#### What you have to do:
Whatever runs from the line with "170L291 185L290 196L297" to the end of the records below must be copied exactly, with nothing else included.

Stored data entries
###
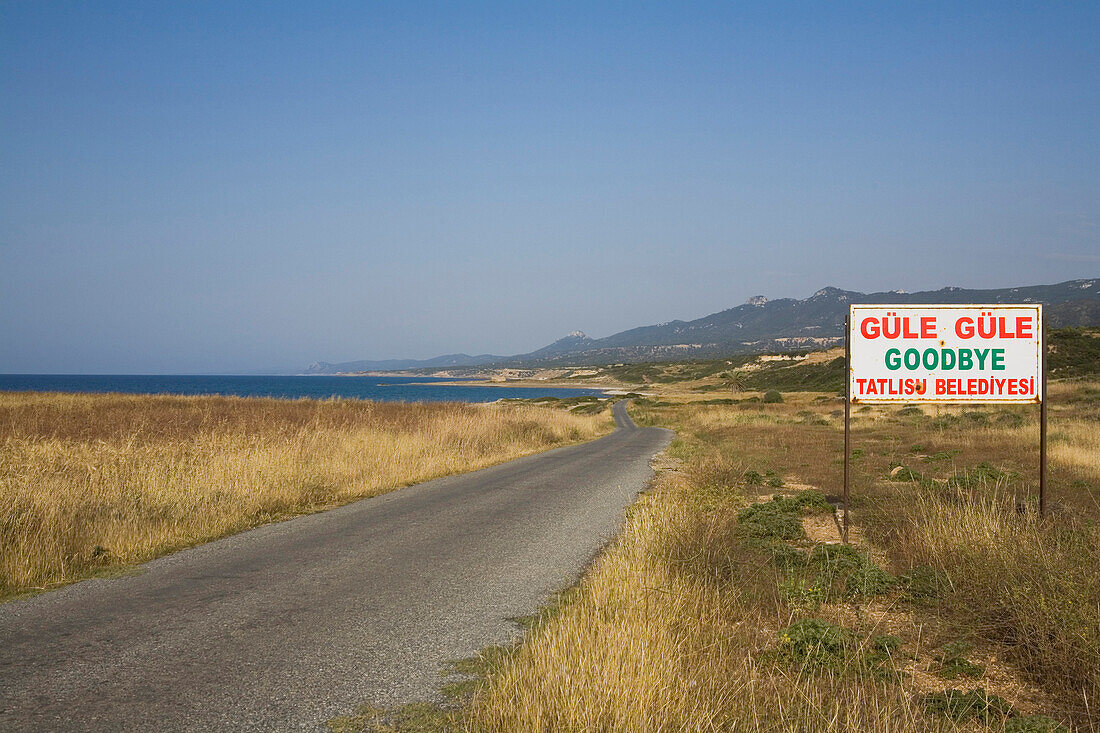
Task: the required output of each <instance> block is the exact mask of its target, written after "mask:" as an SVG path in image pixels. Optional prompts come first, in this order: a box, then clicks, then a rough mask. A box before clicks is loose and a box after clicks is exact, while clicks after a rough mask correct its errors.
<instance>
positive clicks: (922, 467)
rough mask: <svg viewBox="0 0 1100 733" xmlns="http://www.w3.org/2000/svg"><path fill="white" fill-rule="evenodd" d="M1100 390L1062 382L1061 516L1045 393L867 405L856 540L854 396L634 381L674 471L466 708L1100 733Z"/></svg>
mask: <svg viewBox="0 0 1100 733" xmlns="http://www.w3.org/2000/svg"><path fill="white" fill-rule="evenodd" d="M1097 387H1098V383H1096V382H1071V383H1056V384H1054V385H1052V401H1053V406H1052V415H1051V437H1052V445H1051V484H1052V495H1053V502H1052V503H1053V505H1054V506H1055V511H1054V513H1053V516H1051V517H1048V518H1047V519H1045V521H1044V519H1040V517H1037V516H1036V512H1035V497H1034V493H1035V490H1036V461H1037V453H1036V441H1037V426H1036V413H1037V409H1035V408H1015V407H1013V408H1008V409H1003V408H1001V409H985V411H976V409H970V408H967V409H958V408H947V407H943V408H939V409H938V411H936V409H935V408H932V409H927V411H926V409H921V408H916V407H892V406H891V407H887V408H877V407H876V408H870V407H868V408H867V409H862V412H857V414H856V419H855V422H854V436H855V437H854V444H853V445H854V448H855V451H854V461H853V468H854V479H853V485H854V494H853V497H854V502H853V507H854V515H853V516H854V522H855V524H854V529H853V545H851V546H850V547H846V546H843V545H839V544H837V543H838V539H839V534H838V529H837V526H836V521H835V519H834V514H833V505H834V503H835V502H836V501H837V500H838V495H839V492H840V455H839V452H840V449H842V445H843V442H842V436H840V425H842V423H840V415H842V413H840V409H843V403H842V402H839V401H837V398H836V397H835V396H834V395H832V394H827V393H826V394H821V393H791V392H788V393H784V394H783V397H784V398H783V402H782V403H771V404H766V403H764V402H763V400H761V398H760V395H759V394H757V395H752V396H753V397H756V400H755V401H751V402H750V401H749V400H750V398H751V397H749V396H745V397H744V400H742V401H740V402H737V403H735V404H705V402H706V401H702V400H693V401H691V402H687V401H685V400H684V398H669V400H662V398H659V397H651V398H649V400H645V401H636V405H635V407H634V408H632V413H634V414H635V417H636V419H637V420H638V422H639V423H641V424H649V425H665V426H669V427H672V428H674V429H675V430H676V431H678V434H679V436H680V437H679V438H678V440H676V441H675V442H674V444H673V446H672V448H671V449H670V451H669V457H668V459H667V463H665V464H664V467H663V468H664V469H665V470H663V471H661V472H660V473H659V478H658V481H657V483H656V485H654V488H653V490H652V491H650V492H648V493H647V495H645V496H643V497H641V500H640V501H639V502H638V503H637V505H636V506H634V507H632V508H631V512H630V514H629V518H628V521H627V523H626V525H625V527H624V530H623V533H621V535H620V536H619V537H618V539H617V540H616V541H615V543H614V544H613V545H612V546H610V547H609V548H608V550H607V551H606V553H605V554H604V555H603V556H602V557H601V558H598V559H597V560H596V562H595V564H594V565H593V567H592V569H591V571H590V572H588V573H587V576H586V577H585V578H584V579H583V580H582V582H581V583H580V584H579V586H577V587H576V588H575V589H573V591H571V593H570V594H569V600H568V601H565V602H564V603H563V604H561V606H560V608H558V609H555V610H554V611H553V612H552V613H547V614H546V615H544V617H543V619H542V620H541V621H539V622H537V623H536V624H535V628H533V631H532V632H531V633H530V634H529V636H528V637H527V639H526V641H525V642H524V643H522V644H521V645H520V646H519V647H517V648H516V649H515V650H514V652H513V653H511V655H510V656H509V657H508V659H507V661H506V663H504V664H497V665H496V666H495V672H494V674H491V675H489V676H488V677H487V680H486V681H485V682H483V687H482V688H481V690H480V691H478V692H477V693H476V694H475V696H474V697H473V702H472V704H471V705H470V707H469V708H467V709H466V710H465V711H464V712H463V713H462V714H461V715H460V716H456V718H455V719H454V721H453V724H454V725H455V726H459V727H465V729H467V730H485V731H514V730H547V731H549V730H615V731H652V730H698V731H707V730H744V731H836V732H840V731H856V730H858V731H998V732H1001V731H1016V732H1019V731H1068V730H1081V731H1091V730H1097V727H1098V726H1100V708H1098V705H1100V577H1098V575H1097V568H1098V567H1100V529H1098V525H1097V521H1098V519H1100V391H1098V389H1097ZM638 403H640V404H638Z"/></svg>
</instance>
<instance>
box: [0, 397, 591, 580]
mask: <svg viewBox="0 0 1100 733" xmlns="http://www.w3.org/2000/svg"><path fill="white" fill-rule="evenodd" d="M610 428H612V422H610V418H609V416H607V415H606V414H604V415H598V416H582V415H576V414H571V413H569V412H565V411H562V409H554V408H551V407H540V406H533V405H516V404H508V405H471V404H456V403H445V404H444V403H437V404H398V403H372V402H362V401H350V400H349V401H309V400H300V401H281V400H259V398H239V397H212V396H211V397H183V396H149V395H118V394H111V395H90V394H45V393H0V598H3V597H9V595H12V594H15V593H20V592H24V591H31V590H43V589H47V588H52V587H55V586H58V584H62V583H66V582H69V581H73V580H78V579H80V578H85V577H88V576H89V575H92V573H96V572H101V571H103V570H105V569H110V568H113V567H118V566H125V565H130V564H134V562H141V561H143V560H147V559H150V558H153V557H155V556H158V555H163V554H165V553H168V551H172V550H174V549H177V548H182V547H186V546H189V545H195V544H198V543H202V541H207V540H210V539H213V538H216V537H220V536H222V535H226V534H229V533H233V532H238V530H241V529H244V528H248V527H252V526H256V525H259V524H263V523H265V522H271V521H274V519H279V518H283V517H287V516H292V515H295V514H299V513H304V512H312V511H317V510H321V508H324V507H329V506H333V505H335V504H340V503H343V502H348V501H351V500H354V499H360V497H363V496H372V495H375V494H379V493H383V492H385V491H389V490H392V489H396V488H398V486H404V485H407V484H410V483H416V482H419V481H425V480H428V479H432V478H436V477H440V475H444V474H449V473H456V472H461V471H470V470H474V469H477V468H483V467H485V466H489V464H492V463H497V462H500V461H506V460H509V459H511V458H516V457H518V456H524V455H527V453H531V452H535V451H539V450H544V449H548V448H551V447H554V446H560V445H564V444H569V442H575V441H580V440H586V439H591V438H594V437H596V436H598V435H601V434H604V433H607V431H609V430H610Z"/></svg>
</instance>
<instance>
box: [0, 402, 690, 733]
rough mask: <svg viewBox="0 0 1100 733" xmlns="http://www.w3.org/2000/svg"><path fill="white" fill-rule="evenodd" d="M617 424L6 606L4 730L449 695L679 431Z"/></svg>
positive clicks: (100, 727) (625, 495)
mask: <svg viewBox="0 0 1100 733" xmlns="http://www.w3.org/2000/svg"><path fill="white" fill-rule="evenodd" d="M614 412H615V420H616V423H617V424H618V429H617V430H616V431H615V433H613V434H612V435H609V436H606V437H604V438H601V439H599V440H595V441H592V442H587V444H584V445H580V446H571V447H568V448H559V449H557V450H551V451H548V452H544V453H539V455H537V456H529V457H527V458H521V459H518V460H515V461H510V462H508V463H502V464H500V466H496V467H493V468H488V469H484V470H481V471H476V472H473V473H466V474H463V475H456V477H449V478H445V479H438V480H436V481H429V482H427V483H422V484H419V485H416V486H409V488H407V489H401V490H399V491H394V492H392V493H388V494H385V495H383V496H378V497H375V499H366V500H363V501H359V502H355V503H354V504H349V505H346V506H342V507H339V508H335V510H332V511H329V512H323V513H320V514H313V515H309V516H304V517H299V518H296V519H292V521H289V522H283V523H279V524H272V525H267V526H264V527H260V528H257V529H253V530H250V532H245V533H242V534H239V535H234V536H232V537H227V538H224V539H220V540H218V541H213V543H209V544H207V545H202V546H200V547H196V548H193V549H188V550H184V551H180V553H176V554H174V555H171V556H167V557H164V558H160V559H157V560H153V561H152V562H149V564H146V565H144V566H142V568H141V569H140V570H141V571H140V575H134V576H131V577H124V578H118V579H112V580H89V581H84V582H80V583H76V584H73V586H69V587H67V588H63V589H59V590H57V591H53V592H51V593H45V594H42V595H37V597H35V598H31V599H26V600H23V601H14V602H10V603H4V604H0V731H66V732H69V731H73V732H75V731H97V732H100V731H158V732H164V731H317V730H324V721H327V720H328V719H330V718H333V716H335V715H339V714H345V713H349V712H351V711H353V710H354V708H355V707H356V705H360V704H363V703H371V704H376V705H392V704H397V703H403V702H410V701H415V700H430V699H433V698H434V697H436V696H438V687H439V685H440V682H441V677H440V668H441V666H442V665H443V664H444V663H447V661H448V660H451V659H458V658H463V657H469V656H471V655H473V654H474V653H476V652H477V650H478V649H480V648H482V647H484V646H486V645H489V644H495V643H502V642H506V641H508V639H510V638H514V637H515V635H516V633H517V631H516V626H515V624H514V623H511V622H509V621H508V620H509V619H514V617H517V616H521V615H526V614H529V613H531V612H532V611H535V609H536V608H537V606H538V605H539V603H540V602H542V601H544V600H546V599H547V598H548V597H549V595H550V594H551V593H553V592H554V591H555V590H559V589H561V588H563V587H565V586H568V584H570V583H571V582H572V581H573V580H575V579H576V577H577V575H579V573H580V572H581V571H582V570H583V567H584V565H585V564H586V562H587V561H588V560H590V559H591V558H592V556H593V555H594V554H595V553H596V551H597V550H598V549H599V547H601V545H602V544H603V543H605V541H606V540H607V539H608V538H609V537H612V536H613V535H614V533H615V530H616V529H617V527H618V525H619V523H620V521H621V518H623V508H624V507H625V506H626V505H627V504H629V503H630V502H631V501H632V500H634V496H635V494H636V493H637V492H638V491H639V490H641V489H642V488H643V486H645V484H646V483H647V481H648V480H649V479H650V477H651V474H652V472H651V469H650V468H649V459H650V458H651V457H652V456H653V455H654V453H657V452H658V451H660V450H661V449H663V448H664V446H665V445H668V441H669V440H670V437H671V433H670V431H668V430H663V429H659V428H637V427H636V426H635V425H634V423H632V422H630V418H629V417H628V416H627V414H626V409H625V403H621V402H620V403H618V404H617V405H615V411H614Z"/></svg>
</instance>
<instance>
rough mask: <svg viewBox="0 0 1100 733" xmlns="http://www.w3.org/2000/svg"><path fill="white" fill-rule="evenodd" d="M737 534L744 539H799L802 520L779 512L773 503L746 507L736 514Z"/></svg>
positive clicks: (773, 501) (779, 507) (790, 515)
mask: <svg viewBox="0 0 1100 733" xmlns="http://www.w3.org/2000/svg"><path fill="white" fill-rule="evenodd" d="M737 528H738V533H739V534H740V535H741V536H742V537H746V538H751V537H756V538H761V539H764V538H767V539H801V538H802V537H803V535H804V530H803V529H802V519H801V518H799V515H798V514H795V513H792V512H787V511H783V510H781V508H780V507H779V506H778V505H777V504H775V502H774V501H770V502H766V503H763V504H753V505H752V506H747V507H745V508H742V510H741V511H740V512H738V513H737Z"/></svg>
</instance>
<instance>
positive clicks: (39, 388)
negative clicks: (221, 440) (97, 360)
mask: <svg viewBox="0 0 1100 733" xmlns="http://www.w3.org/2000/svg"><path fill="white" fill-rule="evenodd" d="M447 381H450V380H445V379H438V378H430V376H232V375H227V376H202V375H193V374H179V375H173V374H0V391H15V392H26V391H35V392H125V393H131V394H223V395H238V396H240V397H283V398H292V400H293V398H297V397H310V398H313V400H326V398H328V397H353V398H356V400H377V401H382V402H494V401H496V400H502V398H504V397H543V396H553V397H574V396H579V395H598V394H603V393H602V392H601V391H599V390H573V389H558V387H546V389H543V387H508V386H455V385H453V384H440V382H447Z"/></svg>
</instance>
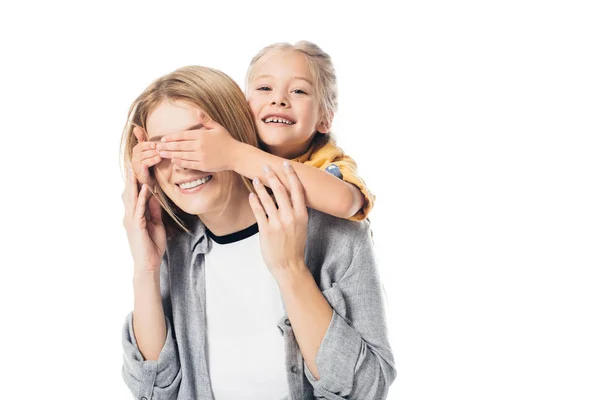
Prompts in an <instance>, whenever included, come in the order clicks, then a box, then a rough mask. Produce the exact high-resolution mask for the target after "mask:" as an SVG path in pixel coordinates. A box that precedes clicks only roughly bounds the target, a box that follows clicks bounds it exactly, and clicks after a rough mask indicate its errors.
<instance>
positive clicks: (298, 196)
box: [283, 161, 306, 212]
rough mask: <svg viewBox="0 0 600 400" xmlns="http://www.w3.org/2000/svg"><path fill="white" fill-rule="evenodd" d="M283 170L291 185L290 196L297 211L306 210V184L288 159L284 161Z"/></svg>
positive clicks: (292, 201)
mask: <svg viewBox="0 0 600 400" xmlns="http://www.w3.org/2000/svg"><path fill="white" fill-rule="evenodd" d="M283 170H284V171H285V175H286V177H287V180H288V183H289V185H290V197H291V198H292V206H293V207H294V211H296V212H306V203H305V199H304V186H302V182H300V179H299V178H298V174H296V170H295V169H294V167H292V165H291V164H290V163H289V162H288V161H284V162H283Z"/></svg>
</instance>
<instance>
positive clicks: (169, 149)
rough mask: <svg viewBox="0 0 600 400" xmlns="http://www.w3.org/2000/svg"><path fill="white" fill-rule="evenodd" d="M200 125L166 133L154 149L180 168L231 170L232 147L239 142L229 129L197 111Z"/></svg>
mask: <svg viewBox="0 0 600 400" xmlns="http://www.w3.org/2000/svg"><path fill="white" fill-rule="evenodd" d="M199 117H200V122H201V124H202V127H201V128H199V129H195V130H191V131H184V132H179V133H173V134H169V135H165V136H164V137H163V138H162V139H161V142H160V143H157V150H158V152H159V155H160V157H162V158H170V159H171V162H172V163H173V164H175V165H178V166H180V167H183V168H190V169H197V170H200V171H205V172H219V171H225V170H232V169H233V164H234V161H235V157H236V156H235V148H236V146H237V145H239V144H240V142H238V141H237V140H235V139H234V138H233V137H231V135H230V134H229V131H227V129H225V128H224V127H222V126H221V125H219V124H218V123H216V122H215V121H213V120H212V119H211V118H210V117H209V116H208V115H206V114H204V113H200V115H199Z"/></svg>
###
#### Task result:
rough mask: <svg viewBox="0 0 600 400" xmlns="http://www.w3.org/2000/svg"><path fill="white" fill-rule="evenodd" d="M283 170L291 185L290 196L297 211L306 210V184L288 159L284 161Z"/></svg>
positive clicks: (292, 201)
mask: <svg viewBox="0 0 600 400" xmlns="http://www.w3.org/2000/svg"><path fill="white" fill-rule="evenodd" d="M283 170H284V171H285V175H286V177H287V180H288V183H289V185H290V197H291V198H292V206H293V207H294V211H296V212H306V203H305V199H304V186H302V182H300V179H299V178H298V174H296V170H295V169H294V167H292V165H291V164H290V163H289V162H288V161H284V162H283Z"/></svg>
</instance>
<instance>
positive clicks: (169, 149)
rough mask: <svg viewBox="0 0 600 400" xmlns="http://www.w3.org/2000/svg"><path fill="white" fill-rule="evenodd" d="M200 125L166 133L154 149L180 168L231 170L232 147L239 142L229 129L197 111Z"/></svg>
mask: <svg viewBox="0 0 600 400" xmlns="http://www.w3.org/2000/svg"><path fill="white" fill-rule="evenodd" d="M199 117H200V122H201V124H202V127H201V128H199V129H195V130H191V131H184V132H179V133H173V134H169V135H165V136H164V137H163V138H162V139H161V142H160V143H157V150H158V152H159V155H160V157H162V158H170V159H171V162H172V163H173V164H175V165H178V166H180V167H183V168H190V169H197V170H200V171H205V172H219V171H225V170H232V169H233V164H234V161H235V157H236V156H235V148H236V146H237V145H239V144H240V142H238V141H237V140H235V139H234V138H233V137H231V135H230V134H229V131H227V129H225V128H224V127H222V126H221V125H219V124H218V123H216V122H215V121H213V120H212V119H211V118H210V117H209V116H208V115H206V114H204V113H200V115H199Z"/></svg>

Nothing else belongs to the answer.